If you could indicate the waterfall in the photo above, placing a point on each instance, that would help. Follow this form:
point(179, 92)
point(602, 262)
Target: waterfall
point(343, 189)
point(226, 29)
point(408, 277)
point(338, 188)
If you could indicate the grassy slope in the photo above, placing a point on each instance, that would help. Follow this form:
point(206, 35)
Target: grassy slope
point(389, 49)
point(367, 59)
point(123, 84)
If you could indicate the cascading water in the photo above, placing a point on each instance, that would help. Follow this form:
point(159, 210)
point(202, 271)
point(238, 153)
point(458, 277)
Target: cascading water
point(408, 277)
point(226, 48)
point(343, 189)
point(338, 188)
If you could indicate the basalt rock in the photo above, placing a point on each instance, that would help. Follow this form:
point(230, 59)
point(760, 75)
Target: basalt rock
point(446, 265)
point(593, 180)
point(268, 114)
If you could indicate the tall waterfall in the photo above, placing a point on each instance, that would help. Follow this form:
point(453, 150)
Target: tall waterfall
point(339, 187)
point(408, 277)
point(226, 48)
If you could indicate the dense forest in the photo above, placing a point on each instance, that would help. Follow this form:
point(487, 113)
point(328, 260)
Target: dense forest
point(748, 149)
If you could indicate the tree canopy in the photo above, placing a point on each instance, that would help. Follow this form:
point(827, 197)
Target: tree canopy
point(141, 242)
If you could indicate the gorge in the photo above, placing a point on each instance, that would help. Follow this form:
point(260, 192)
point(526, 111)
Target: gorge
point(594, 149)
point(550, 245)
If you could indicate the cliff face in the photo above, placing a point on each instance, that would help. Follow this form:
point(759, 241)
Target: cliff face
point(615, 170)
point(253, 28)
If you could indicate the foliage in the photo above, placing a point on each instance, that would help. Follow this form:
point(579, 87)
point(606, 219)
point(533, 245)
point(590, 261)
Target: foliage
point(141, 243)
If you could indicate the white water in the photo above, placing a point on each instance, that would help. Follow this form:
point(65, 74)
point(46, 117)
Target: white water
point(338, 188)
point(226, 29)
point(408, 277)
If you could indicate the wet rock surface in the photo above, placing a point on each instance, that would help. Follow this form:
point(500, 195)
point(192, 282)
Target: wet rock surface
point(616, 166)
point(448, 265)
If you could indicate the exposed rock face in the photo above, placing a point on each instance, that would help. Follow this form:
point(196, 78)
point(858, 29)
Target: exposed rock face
--
● WHAT THIS TASK INVOLVES
Output every entry shown above, exactly.

● COMPLETE OUTPUT
If you could indicate the waterfall in the photo above, placing a point on each instance, that would help. Follow this form:
point(179, 92)
point(602, 262)
Target: waterfall
point(343, 189)
point(226, 29)
point(408, 277)
point(338, 188)
If you could indicate the grassy slope in the photo above, placing a point on each instance, that would help. Follow this form:
point(206, 35)
Target: grassy slope
point(389, 49)
point(367, 59)
point(123, 84)
If you could indicate the cascading water in the photo above, placing a point on each instance, that would help. Follow this form:
point(159, 210)
point(202, 271)
point(238, 153)
point(458, 277)
Target: cascading water
point(408, 277)
point(226, 48)
point(343, 189)
point(338, 188)
If you could indicate the basalt rock in the photo above, placing a point on each instance, that would help. Follow this form:
point(230, 59)
point(760, 75)
Target: basalt rock
point(446, 265)
point(593, 180)
point(268, 114)
If you could indicate the tall waterfall in the photo above, placing a point on each instance, that would help. Follow this form:
point(453, 150)
Target: tall waterfall
point(339, 187)
point(408, 277)
point(226, 48)
If you could indicate the dense forest in the photo above, placing a point on each instance, that would help. Follow this form:
point(487, 113)
point(328, 260)
Target: dense forest
point(748, 149)
If you could indicate the tree canopy in the photo above, placing a point on each instance, that would help. Follow this form:
point(827, 197)
Target: tree canopy
point(141, 242)
If you could indicate the gorge in the photo above, placing a point on each instance, that would help. Follow this form:
point(260, 192)
point(526, 111)
Target: gorge
point(594, 149)
point(550, 245)
If you could indicate the cliff face in the photo above, placing a point on each instance, that would help. Follow this form:
point(759, 241)
Target: cliff face
point(615, 170)
point(253, 28)
If you could indicate the foliage in the photo above, placing a point on each instance, that would help. Follow this form:
point(579, 87)
point(606, 219)
point(533, 245)
point(590, 261)
Target: foliage
point(141, 243)
If you could indicate the white water in the photo above, placing a point on each instance, that would help. Follow this form:
point(65, 74)
point(46, 117)
Target: white water
point(338, 188)
point(226, 29)
point(408, 277)
If you could indicate the wet rock surface in the photo above, placing a point on each instance, that would help. Follow this form:
point(500, 195)
point(192, 282)
Target: wet rock surface
point(616, 166)
point(448, 265)
If you could indicate the exposed rock face in the photo above, placing a point on each instance, that would help. Follow this form:
point(196, 78)
point(858, 29)
Target: exposed rock face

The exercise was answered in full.